──────── Provided material ────────
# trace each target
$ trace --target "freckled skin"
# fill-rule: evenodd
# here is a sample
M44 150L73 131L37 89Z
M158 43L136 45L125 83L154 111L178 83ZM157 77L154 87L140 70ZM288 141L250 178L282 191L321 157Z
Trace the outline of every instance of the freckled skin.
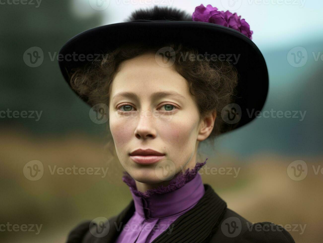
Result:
────────
_Exercise goal_: Rewrite all of the records, putting "tanned skin" wherever "freckled skin" appears and keeping everything else the same. Omit the pictures from your version.

_Answer to this problem_:
# trace each target
$ trace --target "tanned skin"
# fill-rule: evenodd
# here is a sample
M44 150L73 131L37 89Z
M158 43L136 45L125 83L154 111L178 83ZM157 77L154 87L140 70ZM288 141L250 178L282 191L321 157Z
Trace the outline of every instance of the tanned skin.
Result:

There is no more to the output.